**AUFGABEN**:
a. Fasse den Textauszug in zwei Sätzen zusammen.
b. Wann und wo wurde Aronofsky laut dem Textauszug geboren?

**TEXTAUSZUG**:
◆ ◆ ◆ ◆

Sie selbst hat ihren Körper aufgegeben. Ihr Mann experimentiert verbissen
weiter. „Wir sind die meiste Zeit damit beschäftigt, unsere körperliche
Hülle intakt zu halten, und vergessen dabei, auch unseren Geist zu nähren,“
sagt Aronofsky und fügt hinzu: „Daraus entsprang eines der zentralen Themen
dieses Films: Macht uns der Tod menschlich? Wenn wir ewig leben könnten,
würden wir unsere Menschlichkeit verlieren?“
Dem hymnisch gefeierten Regisseur
von „Pi“
(1997) und „Requiem for a Dream“ (2000) ist das Spirituelle nicht in die Wiege gelegt worden.
Als Kind einer jüdischen Mittelklassefamilie wurde er 1969 in Brooklyn
geboren. Wenn der kleine Darren weinte, pflanzte ihn die Mutter vor den Fernsehapparat.
„Ich gehöre zur Sesamstraßen-Generation“, erklärt der bekennende
TV-Junkie. „Acht Stunden Fernsehen pro Tag: aus dieser Kultur komme ich.“ Dazu
gehören die Hollywood-Klassiker, Mystery-Serien wie „Twilight Zone“ und
japanische Animes. Der Fernseher war Aronofskys Fenster zur Welt, der Vergnügungspark
von Coney Island sein Spielzimmer. Der verstaubten Schönheit der „Cyclone“-Achterbahn,
dem Blick aufs offene Meer gegenüber hat Aronofsky in „Requiem for a Dream“
ein Denkmal gesetzt.

◆ ◆ ◆ ◆

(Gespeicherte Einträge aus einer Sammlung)
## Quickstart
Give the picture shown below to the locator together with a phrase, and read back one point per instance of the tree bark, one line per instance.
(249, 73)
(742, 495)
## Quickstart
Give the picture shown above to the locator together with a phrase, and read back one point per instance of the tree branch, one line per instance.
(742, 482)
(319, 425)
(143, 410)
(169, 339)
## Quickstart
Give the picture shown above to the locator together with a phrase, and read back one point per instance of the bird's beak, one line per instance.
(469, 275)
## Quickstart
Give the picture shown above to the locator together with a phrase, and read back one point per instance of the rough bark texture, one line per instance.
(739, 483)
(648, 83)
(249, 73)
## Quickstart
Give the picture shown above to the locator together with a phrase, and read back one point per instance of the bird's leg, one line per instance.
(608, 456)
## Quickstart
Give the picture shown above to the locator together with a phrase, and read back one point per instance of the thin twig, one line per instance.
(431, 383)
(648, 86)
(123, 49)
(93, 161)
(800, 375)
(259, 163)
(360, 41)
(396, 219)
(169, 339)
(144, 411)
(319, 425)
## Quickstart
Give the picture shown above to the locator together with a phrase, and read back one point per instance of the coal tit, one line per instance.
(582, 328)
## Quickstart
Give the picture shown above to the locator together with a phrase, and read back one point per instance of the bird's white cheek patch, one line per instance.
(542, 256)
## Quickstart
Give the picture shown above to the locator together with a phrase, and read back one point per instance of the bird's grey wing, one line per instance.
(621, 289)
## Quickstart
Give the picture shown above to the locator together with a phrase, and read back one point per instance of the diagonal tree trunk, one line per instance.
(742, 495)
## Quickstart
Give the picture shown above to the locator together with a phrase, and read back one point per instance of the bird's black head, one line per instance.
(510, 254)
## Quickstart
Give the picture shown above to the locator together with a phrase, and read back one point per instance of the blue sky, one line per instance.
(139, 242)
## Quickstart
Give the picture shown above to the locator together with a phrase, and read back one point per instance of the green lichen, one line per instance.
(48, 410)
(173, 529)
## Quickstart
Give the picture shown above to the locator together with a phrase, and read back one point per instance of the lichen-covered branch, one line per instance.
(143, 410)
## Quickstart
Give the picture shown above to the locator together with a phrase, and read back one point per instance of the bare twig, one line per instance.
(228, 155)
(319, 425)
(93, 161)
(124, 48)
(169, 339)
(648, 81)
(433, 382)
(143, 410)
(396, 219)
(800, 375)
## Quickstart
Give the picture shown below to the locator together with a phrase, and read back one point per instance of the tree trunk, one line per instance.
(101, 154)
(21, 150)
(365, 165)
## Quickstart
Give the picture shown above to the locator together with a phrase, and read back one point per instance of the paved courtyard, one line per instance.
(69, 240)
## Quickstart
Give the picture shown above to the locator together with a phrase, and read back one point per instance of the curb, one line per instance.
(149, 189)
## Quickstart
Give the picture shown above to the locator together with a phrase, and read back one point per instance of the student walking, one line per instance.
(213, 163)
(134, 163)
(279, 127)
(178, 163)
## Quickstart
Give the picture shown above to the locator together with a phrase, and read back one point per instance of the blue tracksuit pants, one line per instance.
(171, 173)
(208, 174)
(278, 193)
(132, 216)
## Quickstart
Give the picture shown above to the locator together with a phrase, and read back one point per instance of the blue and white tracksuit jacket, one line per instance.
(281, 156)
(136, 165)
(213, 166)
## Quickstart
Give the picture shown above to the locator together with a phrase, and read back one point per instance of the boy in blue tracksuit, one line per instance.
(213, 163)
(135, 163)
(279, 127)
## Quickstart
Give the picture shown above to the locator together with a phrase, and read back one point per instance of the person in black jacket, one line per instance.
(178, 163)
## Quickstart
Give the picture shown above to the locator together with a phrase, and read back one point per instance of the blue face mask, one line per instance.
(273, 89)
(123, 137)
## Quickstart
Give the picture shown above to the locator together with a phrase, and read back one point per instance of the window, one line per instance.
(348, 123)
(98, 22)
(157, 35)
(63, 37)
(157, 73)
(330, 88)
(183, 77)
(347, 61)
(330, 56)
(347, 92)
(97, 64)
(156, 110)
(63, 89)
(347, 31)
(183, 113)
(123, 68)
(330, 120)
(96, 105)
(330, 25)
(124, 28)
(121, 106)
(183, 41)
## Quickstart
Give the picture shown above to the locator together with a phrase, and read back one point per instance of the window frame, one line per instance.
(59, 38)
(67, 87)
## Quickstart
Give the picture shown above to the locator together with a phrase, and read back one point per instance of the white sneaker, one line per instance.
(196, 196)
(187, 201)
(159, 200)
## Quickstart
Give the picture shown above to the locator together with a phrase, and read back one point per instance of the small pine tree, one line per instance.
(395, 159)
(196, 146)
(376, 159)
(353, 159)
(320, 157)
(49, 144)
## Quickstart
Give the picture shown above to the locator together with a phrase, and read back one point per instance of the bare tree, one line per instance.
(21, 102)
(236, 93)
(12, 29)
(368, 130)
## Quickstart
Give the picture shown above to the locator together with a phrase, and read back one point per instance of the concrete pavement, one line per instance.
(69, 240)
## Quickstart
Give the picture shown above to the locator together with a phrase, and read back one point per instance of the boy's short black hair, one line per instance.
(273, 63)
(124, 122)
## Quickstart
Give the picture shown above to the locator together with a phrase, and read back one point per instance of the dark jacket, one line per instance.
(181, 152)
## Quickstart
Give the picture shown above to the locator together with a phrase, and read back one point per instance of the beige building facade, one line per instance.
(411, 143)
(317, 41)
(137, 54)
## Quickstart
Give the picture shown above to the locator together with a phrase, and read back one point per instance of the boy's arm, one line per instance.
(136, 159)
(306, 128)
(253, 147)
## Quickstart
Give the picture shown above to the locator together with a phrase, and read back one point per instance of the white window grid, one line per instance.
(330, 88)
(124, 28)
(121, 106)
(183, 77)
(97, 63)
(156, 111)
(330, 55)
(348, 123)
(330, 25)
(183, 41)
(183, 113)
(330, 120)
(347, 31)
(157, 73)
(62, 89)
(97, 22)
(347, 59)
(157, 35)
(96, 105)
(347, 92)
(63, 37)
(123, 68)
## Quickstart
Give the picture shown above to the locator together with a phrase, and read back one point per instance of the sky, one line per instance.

◆ ◆ ◆ ◆

**LÖSUNGEN**:
a. Aronofsky nennt als eines der zentralen Themen des Films die Frage, ob der Tod uns menschlich macht und ob wir bei ewigem Leben unsere Menschlichkeit verlieren würden. Der 1969 in Brooklyn geborene Regisseur wuchs mit viel Fernsehen auf, und der Vergnügungspark von Coney Island war sein Spielzimmer, dessen „Cyclone“-Achterbahn und Meerblick er in „Requiem for a Dream“ ein Denkmal setzte.

b. 1969 in Brooklyn.